Assigned task
An exact transcription of all the data is required; the pictures are to be left out.

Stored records

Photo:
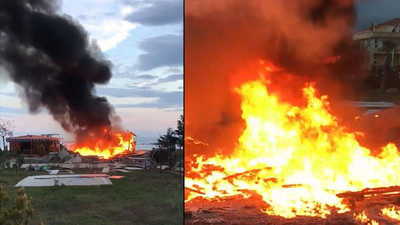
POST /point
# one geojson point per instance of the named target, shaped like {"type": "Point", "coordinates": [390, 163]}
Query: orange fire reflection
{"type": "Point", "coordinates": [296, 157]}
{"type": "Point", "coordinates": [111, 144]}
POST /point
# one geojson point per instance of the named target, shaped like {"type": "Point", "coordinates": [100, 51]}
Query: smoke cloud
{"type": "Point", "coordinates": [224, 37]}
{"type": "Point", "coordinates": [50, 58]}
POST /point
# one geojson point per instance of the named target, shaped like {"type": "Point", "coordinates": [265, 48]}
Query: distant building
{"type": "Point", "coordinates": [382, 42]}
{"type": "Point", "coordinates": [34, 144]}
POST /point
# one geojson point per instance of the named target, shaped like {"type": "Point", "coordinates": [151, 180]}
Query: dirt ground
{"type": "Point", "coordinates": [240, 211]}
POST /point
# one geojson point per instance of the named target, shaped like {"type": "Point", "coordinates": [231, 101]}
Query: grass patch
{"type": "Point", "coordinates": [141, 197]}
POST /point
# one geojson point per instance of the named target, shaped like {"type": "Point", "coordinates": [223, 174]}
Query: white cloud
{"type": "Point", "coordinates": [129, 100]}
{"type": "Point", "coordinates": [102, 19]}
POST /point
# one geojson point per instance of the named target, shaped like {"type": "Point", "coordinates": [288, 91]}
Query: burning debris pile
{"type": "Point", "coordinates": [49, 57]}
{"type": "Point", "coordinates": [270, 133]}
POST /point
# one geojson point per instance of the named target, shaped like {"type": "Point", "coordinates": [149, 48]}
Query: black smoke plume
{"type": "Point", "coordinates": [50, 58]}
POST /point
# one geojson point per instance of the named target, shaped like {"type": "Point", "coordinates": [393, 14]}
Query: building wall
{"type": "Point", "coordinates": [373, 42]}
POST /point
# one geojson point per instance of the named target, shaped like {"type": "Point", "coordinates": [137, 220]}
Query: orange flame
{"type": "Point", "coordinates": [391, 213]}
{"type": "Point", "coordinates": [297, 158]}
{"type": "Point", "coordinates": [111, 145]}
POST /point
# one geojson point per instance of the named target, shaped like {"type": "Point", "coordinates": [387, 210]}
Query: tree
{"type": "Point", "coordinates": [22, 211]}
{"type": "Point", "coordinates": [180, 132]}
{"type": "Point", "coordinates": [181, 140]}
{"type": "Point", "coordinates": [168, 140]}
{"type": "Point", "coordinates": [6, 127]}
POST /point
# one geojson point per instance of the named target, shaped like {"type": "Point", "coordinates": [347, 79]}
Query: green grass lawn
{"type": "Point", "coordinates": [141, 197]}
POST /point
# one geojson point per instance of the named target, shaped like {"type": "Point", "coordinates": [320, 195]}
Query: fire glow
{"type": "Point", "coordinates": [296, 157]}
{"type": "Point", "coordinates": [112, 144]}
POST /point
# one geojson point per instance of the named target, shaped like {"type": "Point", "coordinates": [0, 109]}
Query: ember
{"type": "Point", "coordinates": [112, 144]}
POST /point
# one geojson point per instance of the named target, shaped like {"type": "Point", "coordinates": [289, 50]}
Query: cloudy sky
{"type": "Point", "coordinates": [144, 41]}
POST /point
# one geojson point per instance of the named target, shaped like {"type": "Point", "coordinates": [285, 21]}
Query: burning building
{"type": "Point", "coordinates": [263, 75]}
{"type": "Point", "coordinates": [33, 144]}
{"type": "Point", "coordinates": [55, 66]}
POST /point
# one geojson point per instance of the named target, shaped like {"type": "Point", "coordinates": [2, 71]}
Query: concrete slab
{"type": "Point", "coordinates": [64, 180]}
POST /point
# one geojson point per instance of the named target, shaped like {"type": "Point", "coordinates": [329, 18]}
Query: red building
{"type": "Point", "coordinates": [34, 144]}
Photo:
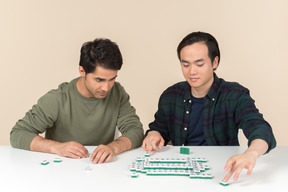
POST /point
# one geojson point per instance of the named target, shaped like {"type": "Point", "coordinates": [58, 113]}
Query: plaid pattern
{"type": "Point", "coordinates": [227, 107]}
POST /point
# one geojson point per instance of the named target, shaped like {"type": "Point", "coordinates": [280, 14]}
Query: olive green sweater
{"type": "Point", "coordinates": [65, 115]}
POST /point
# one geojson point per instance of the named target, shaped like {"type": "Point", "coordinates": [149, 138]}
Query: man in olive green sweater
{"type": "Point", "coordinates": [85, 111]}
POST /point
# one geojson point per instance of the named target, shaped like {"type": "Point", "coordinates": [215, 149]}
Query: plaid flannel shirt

Result for this task
Photo:
POST /point
# one geojson point per instance of the named target, shaped like {"type": "Point", "coordinates": [390, 163]}
Query: orange fire reflection
{"type": "Point", "coordinates": [296, 157]}
{"type": "Point", "coordinates": [111, 144]}
POST /point
# one geojson point per instance of the named target, shaped like {"type": "Point", "coordinates": [100, 51]}
Query: smoke cloud
{"type": "Point", "coordinates": [224, 37]}
{"type": "Point", "coordinates": [50, 58]}
POST /point
# one geojson point per instance of the named target, shaped like {"type": "Point", "coordinates": [265, 48]}
Query: distant building
{"type": "Point", "coordinates": [382, 42]}
{"type": "Point", "coordinates": [34, 144]}
POST /point
# one geojson point per instance of the named target, shaped like {"type": "Point", "coordinates": [151, 180]}
Query: dirt ground
{"type": "Point", "coordinates": [240, 211]}
POST /point
# one geojson point per instance of the named target, shaped like {"type": "Point", "coordinates": [231, 101]}
Query: grass patch
{"type": "Point", "coordinates": [141, 197]}
POST /point
# one geojson point per instance of the named target, shaped like {"type": "Point", "coordinates": [223, 174]}
Query: white cloud
{"type": "Point", "coordinates": [129, 100]}
{"type": "Point", "coordinates": [102, 19]}
POST /point
# one geojson point per instance of the named target, shaped like {"type": "Point", "coordinates": [288, 91]}
Query: burning debris pile
{"type": "Point", "coordinates": [49, 57]}
{"type": "Point", "coordinates": [270, 133]}
POST /point
# one geojson point per instance of the named target, shaped like {"type": "Point", "coordinates": [149, 48]}
Query: black smoke plume
{"type": "Point", "coordinates": [50, 58]}
POST /point
# one geojson point per instance of the named target, shaped like {"type": "Point", "coordinates": [393, 14]}
Query: building wall
{"type": "Point", "coordinates": [373, 42]}
POST /point
# one geojson point per instance of the named target, shaped like {"type": "Point", "coordinates": [137, 220]}
Query: orange flame
{"type": "Point", "coordinates": [391, 213]}
{"type": "Point", "coordinates": [297, 158]}
{"type": "Point", "coordinates": [111, 145]}
POST /point
# one geojson point per instance of the named target, shaped like {"type": "Point", "coordinates": [387, 210]}
Query: tree
{"type": "Point", "coordinates": [22, 211]}
{"type": "Point", "coordinates": [180, 132]}
{"type": "Point", "coordinates": [181, 140]}
{"type": "Point", "coordinates": [168, 140]}
{"type": "Point", "coordinates": [6, 127]}
POST /point
# one geojson point per instance of the named target, shaped like {"type": "Point", "coordinates": [347, 79]}
Query: green grass lawn
{"type": "Point", "coordinates": [141, 197]}
POST /point
# one geojson point per instance of the named target, shaped like {"type": "Point", "coordinates": [320, 195]}
Query: fire glow
{"type": "Point", "coordinates": [296, 157]}
{"type": "Point", "coordinates": [112, 144]}
POST /point
# one geojson point per instance of the named target, shaped like {"type": "Point", "coordinates": [0, 109]}
Query: ember
{"type": "Point", "coordinates": [112, 144]}
POST /point
# one geojson point per instance of the named target, shaped like {"type": "Point", "coordinates": [289, 50]}
Query: cloudy sky
{"type": "Point", "coordinates": [144, 41]}
POST /point
# one geojson point per instance of the named target, shaped like {"type": "Point", "coordinates": [285, 21]}
Query: burning building
{"type": "Point", "coordinates": [263, 75]}
{"type": "Point", "coordinates": [33, 144]}
{"type": "Point", "coordinates": [55, 66]}
POST /point
# one geojson point per instance of the named target, shaped like {"type": "Point", "coordinates": [2, 71]}
Query: concrete slab
{"type": "Point", "coordinates": [64, 180]}
POST /point
# one geojson point per instance of the named target, shaped like {"type": "Point", "coordinates": [329, 18]}
Query: red building
{"type": "Point", "coordinates": [34, 144]}
Photo:
POST /point
# one geojson point per instance of the named target, shaped like {"type": "Point", "coordinates": [58, 113]}
Query: plaid pattern
{"type": "Point", "coordinates": [227, 107]}
POST /point
# one geojson point per instance of the named target, shaped like {"type": "Point", "coordinates": [280, 14]}
Query: olive green sweater
{"type": "Point", "coordinates": [65, 115]}
POST /point
# one geojson point per instance of the named target, shaped like {"type": "Point", "coordinates": [149, 138]}
Query: man in olive green sweater
{"type": "Point", "coordinates": [85, 111]}
POST /point
# one geojson point per instance of the named target, shaped like {"type": "Point", "coordinates": [215, 149]}
Query: plaid flannel shirt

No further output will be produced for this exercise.